■ TASKS TO CARRY OUT:
[a] The book description below says Ted Kennedy reached a Senate seat at what age?
[b] Translate this sentence from the book description below into Spanish: "Catching the Wind is the first volume of Neal Gabler’s magisterial two-volume biography of Edward Kennedy."
[c] Write out, word for word, the part of the book description below that opens with the words containing "Description" and closes with "of political morality.".
>> Begin EXTRACT
Catching the Wind: Edward Kennedy and the Liberal Hour, 1932-1975

Current price: $40.00
Publication Date: October 27th, 2020
Publisher:
Crown
ISBN:
9780307405449
Pages:
928

Description

NEW YORK TIMES NOTABLE BOOK • “One of the truly great biographies of our time.”—Sean Wilentz, New York Times bestselling author of Bob Dylan in America and The Rise of American Democracy
 
“A landmark study of Washington power politics in the twentieth century in the Robert Caro tradition.”—Douglas Brinkley, New York Times bestselling author of American Moonshot

The epic, definitive biography of Ted Kennedy—an immersive journey through the life of a complicated man and a sweeping history of the fall of liberalism and the collapse of political morality.

 
Catching the Wind is the first volume of Neal Gabler’s magisterial two-volume biography of Edward Kennedy. It is at once a human drama, a history of American politics in the late twentieth and early twenty-first centuries, and a study of political morality and the role it played in the tortuous course of liberalism. 
 
Though he is often portrayed as a reckless hedonist who rode his father’s fortune and his brothers’ coattails to a Senate seat at the age of thirty, the Ted Kennedy in Catching the Wind is one the public seldom saw—a man both racked by and driven by insecurity, a man so doubtful of himself that he sinned in order to be redeemed. The last and by most contemporary accounts the least of the Kennedys, a lightweight. He lived an agonizing childhood, being shuffled from school to school at his mother’s whim, suffering numerous humiliations—including self-inflicted ones—and being pressed to rise to his brothers’ level. He entered the Senate with his colleagues’ lowest expectations, a show horse, not a workhorse, but he used his “ninth-child’s talent” of deference to and comity with his Senate elders to become a promising legislator. And with the deaths of his brothers John and Robert, he was compelled to become something more: the custodian of their political mission.
>> End EXTRACT
>> Begin STORED DATA
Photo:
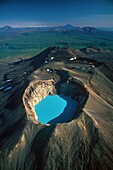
>> End STORED DATA
■ SET OF ANSWERS:
[a] At the age of thirty.

[b] Catching the Wind es el primer volumen de la magistral biografía en dos volúmenes de Edward Kennedy escrita por Neal Gabler.

[c]
Description

NEW YORK TIMES NOTABLE BOOK • “One of the truly great biographies of our time.”—Sean Wilentz, New York Times bestselling author of Bob Dylan in America and The Rise of American Democracy
 
“A landmark study of Washington power politics in the twentieth century in the Robert Caro tradition.”—Douglas Brinkley, New York Times bestselling author of American Moonshot

The epic, definitive biography of Ted Kennedy—an immersive journey through the life of a complicated man and a sweeping history of the fall of liberalism and the collapse of political morality.